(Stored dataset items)
───
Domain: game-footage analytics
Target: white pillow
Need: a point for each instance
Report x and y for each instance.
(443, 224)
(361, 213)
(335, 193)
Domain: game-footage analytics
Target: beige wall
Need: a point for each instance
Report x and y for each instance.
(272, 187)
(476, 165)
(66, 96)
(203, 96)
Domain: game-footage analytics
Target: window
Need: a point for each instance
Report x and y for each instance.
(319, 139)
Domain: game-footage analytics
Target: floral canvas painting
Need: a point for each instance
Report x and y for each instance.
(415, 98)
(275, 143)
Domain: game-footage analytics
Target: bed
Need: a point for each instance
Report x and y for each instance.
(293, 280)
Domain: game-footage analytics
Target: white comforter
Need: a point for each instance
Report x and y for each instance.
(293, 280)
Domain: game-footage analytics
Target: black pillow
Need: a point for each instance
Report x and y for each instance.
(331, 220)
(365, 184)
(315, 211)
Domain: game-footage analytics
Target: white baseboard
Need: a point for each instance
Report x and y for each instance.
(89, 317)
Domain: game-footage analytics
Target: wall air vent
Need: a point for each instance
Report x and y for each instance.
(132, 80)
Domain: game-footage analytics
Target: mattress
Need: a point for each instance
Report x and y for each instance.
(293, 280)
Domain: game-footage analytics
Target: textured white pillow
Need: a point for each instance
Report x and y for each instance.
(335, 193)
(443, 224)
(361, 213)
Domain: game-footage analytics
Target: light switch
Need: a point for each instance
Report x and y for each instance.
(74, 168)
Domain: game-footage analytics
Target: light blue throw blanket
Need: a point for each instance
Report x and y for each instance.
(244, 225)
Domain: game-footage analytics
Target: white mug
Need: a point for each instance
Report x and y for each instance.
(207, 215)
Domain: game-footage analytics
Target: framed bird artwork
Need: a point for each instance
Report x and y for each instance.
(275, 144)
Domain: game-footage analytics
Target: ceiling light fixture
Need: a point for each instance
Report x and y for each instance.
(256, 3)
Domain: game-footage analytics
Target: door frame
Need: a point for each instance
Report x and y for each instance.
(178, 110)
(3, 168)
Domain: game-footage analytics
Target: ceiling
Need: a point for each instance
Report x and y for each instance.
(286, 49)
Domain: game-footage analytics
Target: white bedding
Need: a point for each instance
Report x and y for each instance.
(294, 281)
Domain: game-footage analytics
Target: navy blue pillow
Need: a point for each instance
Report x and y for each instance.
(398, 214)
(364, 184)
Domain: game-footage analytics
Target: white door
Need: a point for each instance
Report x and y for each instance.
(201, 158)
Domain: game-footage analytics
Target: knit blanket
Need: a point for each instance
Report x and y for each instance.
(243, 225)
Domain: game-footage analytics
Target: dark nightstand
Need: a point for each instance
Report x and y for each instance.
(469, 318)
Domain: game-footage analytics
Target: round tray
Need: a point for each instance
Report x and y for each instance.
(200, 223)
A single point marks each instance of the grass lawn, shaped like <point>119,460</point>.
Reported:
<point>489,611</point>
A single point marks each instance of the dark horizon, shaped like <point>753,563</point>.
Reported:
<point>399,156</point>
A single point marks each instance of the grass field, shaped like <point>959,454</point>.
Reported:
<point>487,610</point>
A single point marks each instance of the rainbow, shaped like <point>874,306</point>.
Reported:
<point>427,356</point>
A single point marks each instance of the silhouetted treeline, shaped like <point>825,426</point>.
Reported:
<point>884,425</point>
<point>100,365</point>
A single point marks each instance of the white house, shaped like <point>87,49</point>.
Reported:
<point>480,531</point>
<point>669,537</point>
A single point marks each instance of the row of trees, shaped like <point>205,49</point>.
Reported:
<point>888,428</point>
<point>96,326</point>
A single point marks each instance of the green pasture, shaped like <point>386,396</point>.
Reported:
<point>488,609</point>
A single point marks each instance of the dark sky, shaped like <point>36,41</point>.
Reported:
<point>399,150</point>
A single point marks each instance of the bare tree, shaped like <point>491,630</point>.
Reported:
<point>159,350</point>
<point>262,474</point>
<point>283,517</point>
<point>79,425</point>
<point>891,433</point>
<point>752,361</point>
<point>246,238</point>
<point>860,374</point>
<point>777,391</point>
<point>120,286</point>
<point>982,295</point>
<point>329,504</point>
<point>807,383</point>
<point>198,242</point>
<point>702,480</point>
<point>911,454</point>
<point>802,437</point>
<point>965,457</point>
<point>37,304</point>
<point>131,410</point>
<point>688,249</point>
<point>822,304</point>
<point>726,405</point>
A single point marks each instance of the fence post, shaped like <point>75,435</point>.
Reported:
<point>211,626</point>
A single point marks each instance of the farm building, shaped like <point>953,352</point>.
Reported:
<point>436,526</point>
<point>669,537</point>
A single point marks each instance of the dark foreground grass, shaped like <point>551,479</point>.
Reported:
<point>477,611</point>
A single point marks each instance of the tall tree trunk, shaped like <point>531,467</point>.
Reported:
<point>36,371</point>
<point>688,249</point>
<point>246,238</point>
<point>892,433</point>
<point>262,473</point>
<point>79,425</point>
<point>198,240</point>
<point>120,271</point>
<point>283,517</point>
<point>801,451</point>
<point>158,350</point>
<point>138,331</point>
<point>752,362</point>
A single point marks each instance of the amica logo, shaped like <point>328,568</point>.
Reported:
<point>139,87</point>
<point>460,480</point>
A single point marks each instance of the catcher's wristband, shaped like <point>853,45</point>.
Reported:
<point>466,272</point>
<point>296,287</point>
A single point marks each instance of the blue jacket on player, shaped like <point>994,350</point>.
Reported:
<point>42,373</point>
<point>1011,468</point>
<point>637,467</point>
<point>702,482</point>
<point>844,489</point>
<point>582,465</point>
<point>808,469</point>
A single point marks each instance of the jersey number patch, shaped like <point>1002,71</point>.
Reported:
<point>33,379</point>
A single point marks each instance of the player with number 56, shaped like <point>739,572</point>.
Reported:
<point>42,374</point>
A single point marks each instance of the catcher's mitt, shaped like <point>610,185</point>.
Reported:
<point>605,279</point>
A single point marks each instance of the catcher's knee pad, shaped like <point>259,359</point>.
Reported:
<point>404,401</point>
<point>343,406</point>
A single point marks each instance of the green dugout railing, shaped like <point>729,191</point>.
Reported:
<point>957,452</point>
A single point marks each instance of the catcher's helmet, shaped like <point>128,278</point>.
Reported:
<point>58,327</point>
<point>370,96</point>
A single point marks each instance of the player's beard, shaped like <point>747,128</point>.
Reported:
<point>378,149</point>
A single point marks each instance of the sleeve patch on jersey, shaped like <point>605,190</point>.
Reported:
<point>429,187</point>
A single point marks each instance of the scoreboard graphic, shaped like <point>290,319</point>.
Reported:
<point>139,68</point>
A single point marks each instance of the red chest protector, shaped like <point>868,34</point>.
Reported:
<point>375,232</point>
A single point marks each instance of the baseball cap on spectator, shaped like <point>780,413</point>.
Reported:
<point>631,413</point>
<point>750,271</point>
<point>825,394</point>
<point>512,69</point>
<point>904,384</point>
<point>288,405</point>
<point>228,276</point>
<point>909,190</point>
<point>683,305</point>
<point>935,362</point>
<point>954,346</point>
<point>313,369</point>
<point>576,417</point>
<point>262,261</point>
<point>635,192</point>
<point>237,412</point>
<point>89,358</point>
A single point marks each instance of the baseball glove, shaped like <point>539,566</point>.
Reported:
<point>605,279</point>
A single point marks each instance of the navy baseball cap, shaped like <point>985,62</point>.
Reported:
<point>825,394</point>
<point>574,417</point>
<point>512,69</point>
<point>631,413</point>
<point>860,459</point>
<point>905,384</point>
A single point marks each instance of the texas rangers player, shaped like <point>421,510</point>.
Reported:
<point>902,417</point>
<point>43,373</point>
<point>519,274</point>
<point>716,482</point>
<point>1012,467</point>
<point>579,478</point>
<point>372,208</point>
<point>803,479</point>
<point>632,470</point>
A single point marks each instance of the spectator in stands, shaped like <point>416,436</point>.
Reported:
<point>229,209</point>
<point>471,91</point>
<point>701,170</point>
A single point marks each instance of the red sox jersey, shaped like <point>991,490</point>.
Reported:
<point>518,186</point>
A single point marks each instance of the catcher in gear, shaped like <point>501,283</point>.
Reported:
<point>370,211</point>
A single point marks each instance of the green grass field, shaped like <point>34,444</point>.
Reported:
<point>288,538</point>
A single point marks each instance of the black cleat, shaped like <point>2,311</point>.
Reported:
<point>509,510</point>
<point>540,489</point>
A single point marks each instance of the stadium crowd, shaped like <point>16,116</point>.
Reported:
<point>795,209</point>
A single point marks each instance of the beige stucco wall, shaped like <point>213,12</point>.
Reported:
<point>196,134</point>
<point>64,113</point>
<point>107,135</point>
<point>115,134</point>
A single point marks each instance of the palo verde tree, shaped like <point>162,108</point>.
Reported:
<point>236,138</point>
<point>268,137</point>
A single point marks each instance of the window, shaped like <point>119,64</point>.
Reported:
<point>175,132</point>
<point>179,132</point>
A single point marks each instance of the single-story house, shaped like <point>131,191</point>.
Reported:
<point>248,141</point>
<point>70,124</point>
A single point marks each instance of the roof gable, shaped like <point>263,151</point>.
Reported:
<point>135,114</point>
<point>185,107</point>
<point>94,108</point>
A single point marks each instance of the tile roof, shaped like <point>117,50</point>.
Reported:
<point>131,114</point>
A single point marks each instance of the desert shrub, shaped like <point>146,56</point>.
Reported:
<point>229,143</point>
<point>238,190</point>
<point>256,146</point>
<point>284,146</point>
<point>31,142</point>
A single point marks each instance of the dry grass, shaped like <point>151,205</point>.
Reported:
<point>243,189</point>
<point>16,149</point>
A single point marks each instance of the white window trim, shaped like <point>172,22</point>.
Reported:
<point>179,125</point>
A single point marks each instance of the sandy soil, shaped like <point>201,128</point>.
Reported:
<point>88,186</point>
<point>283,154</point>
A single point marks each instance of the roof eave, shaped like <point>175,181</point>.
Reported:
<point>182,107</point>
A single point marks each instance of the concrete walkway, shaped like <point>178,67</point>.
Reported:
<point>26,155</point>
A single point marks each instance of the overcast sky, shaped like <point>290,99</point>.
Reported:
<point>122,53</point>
───
## Description of the task
Return the count of lines in the entries above that include the word "beige", without any added text.

## Result for this task
2